● REQUIREMENT:
Using the entries that follow, establish how many lines contain the word "target" and give only that figure.

Collected data
══════════
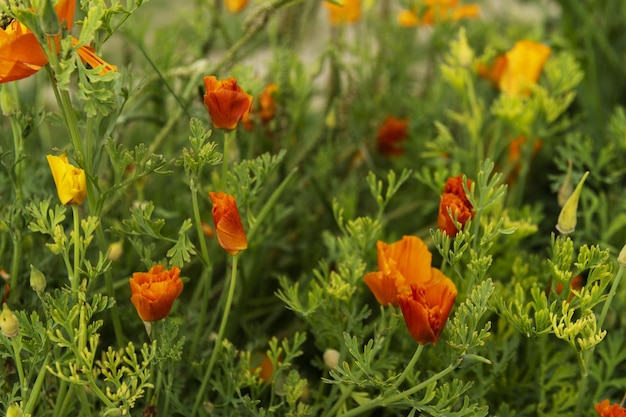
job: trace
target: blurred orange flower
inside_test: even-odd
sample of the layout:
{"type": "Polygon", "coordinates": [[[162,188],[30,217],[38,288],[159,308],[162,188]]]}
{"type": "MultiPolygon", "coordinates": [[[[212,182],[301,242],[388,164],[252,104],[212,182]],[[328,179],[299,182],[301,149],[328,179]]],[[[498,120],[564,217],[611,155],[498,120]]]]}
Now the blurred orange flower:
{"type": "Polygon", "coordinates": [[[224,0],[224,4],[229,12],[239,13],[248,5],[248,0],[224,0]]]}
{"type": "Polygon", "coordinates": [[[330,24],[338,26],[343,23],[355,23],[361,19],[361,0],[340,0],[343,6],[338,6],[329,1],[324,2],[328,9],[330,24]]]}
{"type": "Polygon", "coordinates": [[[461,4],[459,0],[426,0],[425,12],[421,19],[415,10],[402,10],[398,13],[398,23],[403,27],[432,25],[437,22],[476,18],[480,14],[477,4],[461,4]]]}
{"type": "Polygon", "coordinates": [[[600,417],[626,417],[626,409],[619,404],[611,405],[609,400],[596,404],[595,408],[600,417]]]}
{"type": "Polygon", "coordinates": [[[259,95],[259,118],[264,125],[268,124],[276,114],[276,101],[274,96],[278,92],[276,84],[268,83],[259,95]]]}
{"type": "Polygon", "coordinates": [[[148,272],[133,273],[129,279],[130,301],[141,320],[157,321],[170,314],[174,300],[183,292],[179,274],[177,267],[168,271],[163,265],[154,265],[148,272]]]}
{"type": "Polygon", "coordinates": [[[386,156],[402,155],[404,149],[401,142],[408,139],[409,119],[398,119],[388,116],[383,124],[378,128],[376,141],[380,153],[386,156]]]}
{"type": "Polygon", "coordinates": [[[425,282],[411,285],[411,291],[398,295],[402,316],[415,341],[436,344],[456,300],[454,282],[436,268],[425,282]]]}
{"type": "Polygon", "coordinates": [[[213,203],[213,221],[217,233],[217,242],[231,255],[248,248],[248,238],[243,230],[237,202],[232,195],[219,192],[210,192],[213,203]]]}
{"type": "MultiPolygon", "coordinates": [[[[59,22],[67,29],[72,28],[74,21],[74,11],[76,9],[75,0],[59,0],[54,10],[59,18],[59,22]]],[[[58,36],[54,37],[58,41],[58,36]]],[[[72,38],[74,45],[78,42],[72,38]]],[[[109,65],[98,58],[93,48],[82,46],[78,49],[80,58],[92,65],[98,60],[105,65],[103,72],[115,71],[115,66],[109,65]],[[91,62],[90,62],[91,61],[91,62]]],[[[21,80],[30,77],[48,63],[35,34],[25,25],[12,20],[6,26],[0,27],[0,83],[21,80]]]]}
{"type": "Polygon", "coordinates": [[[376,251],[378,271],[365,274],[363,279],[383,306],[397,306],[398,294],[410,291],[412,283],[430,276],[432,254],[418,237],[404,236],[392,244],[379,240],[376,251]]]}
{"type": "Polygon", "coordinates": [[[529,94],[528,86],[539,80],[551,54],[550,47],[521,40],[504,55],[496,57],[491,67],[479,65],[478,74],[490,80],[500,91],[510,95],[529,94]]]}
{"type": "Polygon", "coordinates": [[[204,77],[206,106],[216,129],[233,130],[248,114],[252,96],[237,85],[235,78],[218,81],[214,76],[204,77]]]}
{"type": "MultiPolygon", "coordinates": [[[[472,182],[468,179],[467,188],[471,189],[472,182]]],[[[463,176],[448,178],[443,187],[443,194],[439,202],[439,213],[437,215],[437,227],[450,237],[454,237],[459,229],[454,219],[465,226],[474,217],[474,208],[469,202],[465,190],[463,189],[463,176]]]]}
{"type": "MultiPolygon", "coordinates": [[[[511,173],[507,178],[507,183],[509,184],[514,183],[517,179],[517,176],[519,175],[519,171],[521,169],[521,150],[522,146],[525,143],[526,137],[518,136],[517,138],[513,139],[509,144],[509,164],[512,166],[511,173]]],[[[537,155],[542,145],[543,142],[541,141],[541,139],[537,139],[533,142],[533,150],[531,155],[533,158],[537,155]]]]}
══════════
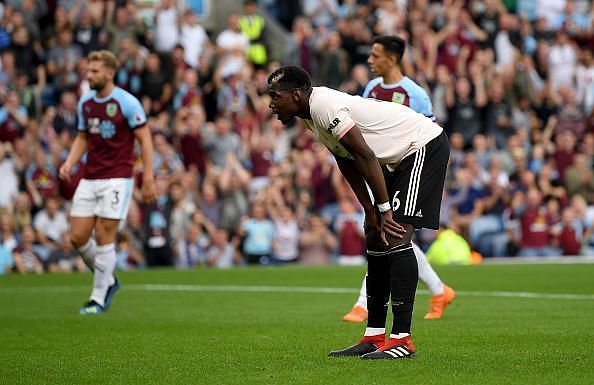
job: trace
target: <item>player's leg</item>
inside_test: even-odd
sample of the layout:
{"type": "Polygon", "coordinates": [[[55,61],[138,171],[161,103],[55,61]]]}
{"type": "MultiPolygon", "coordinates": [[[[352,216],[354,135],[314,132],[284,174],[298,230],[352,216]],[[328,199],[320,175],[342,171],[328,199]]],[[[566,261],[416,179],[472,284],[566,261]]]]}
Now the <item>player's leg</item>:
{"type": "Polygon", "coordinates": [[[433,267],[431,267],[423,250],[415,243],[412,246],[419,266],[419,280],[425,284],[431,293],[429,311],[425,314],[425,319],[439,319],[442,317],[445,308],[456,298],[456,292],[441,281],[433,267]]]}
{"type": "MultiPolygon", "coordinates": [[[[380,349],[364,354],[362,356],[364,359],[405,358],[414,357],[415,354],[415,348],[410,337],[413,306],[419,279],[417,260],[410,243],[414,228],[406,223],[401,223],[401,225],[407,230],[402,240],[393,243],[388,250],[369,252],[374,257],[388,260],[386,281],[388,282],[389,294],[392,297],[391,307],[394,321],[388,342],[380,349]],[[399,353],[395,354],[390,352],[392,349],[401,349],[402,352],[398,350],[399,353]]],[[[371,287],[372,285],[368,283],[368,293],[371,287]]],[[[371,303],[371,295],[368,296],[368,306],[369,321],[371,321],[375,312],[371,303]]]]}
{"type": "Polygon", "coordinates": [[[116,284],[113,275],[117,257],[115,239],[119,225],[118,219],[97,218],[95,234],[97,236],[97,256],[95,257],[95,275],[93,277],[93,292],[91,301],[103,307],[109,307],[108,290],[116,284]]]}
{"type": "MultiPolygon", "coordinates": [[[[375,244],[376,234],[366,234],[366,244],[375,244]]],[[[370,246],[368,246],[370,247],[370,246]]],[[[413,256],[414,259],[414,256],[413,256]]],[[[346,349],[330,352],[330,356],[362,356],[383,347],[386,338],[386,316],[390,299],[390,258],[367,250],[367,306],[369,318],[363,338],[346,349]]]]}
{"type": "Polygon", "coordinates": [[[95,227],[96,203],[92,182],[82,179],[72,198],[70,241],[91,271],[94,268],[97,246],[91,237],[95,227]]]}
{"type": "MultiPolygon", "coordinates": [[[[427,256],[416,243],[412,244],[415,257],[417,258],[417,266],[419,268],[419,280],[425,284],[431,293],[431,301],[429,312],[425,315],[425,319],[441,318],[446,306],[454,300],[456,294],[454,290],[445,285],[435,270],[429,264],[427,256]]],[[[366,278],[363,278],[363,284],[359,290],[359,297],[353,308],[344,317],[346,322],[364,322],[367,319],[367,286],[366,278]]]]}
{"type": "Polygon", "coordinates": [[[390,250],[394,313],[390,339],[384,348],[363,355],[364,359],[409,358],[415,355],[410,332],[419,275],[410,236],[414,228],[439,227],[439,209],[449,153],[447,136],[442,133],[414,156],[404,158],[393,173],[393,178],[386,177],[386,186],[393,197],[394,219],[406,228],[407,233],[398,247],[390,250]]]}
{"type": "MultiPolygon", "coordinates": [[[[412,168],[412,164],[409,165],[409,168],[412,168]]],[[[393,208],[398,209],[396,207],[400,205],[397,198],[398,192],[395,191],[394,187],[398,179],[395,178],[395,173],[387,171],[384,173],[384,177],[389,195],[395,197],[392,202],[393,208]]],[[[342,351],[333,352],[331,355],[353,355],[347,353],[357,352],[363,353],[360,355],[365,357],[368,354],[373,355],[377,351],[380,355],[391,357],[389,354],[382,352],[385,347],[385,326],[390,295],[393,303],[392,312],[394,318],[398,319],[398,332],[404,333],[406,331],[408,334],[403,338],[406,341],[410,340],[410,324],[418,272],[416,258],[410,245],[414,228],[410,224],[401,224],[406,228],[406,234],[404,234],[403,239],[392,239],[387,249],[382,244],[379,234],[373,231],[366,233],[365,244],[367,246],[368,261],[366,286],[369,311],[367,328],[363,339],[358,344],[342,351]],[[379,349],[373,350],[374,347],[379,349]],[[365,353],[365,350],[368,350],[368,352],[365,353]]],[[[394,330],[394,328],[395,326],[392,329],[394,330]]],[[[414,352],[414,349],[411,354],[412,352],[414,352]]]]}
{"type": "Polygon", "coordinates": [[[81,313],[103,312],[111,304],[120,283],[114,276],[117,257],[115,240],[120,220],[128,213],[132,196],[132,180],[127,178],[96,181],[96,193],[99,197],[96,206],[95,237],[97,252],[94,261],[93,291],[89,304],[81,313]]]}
══════════
● EXERCISE ANSWER:
2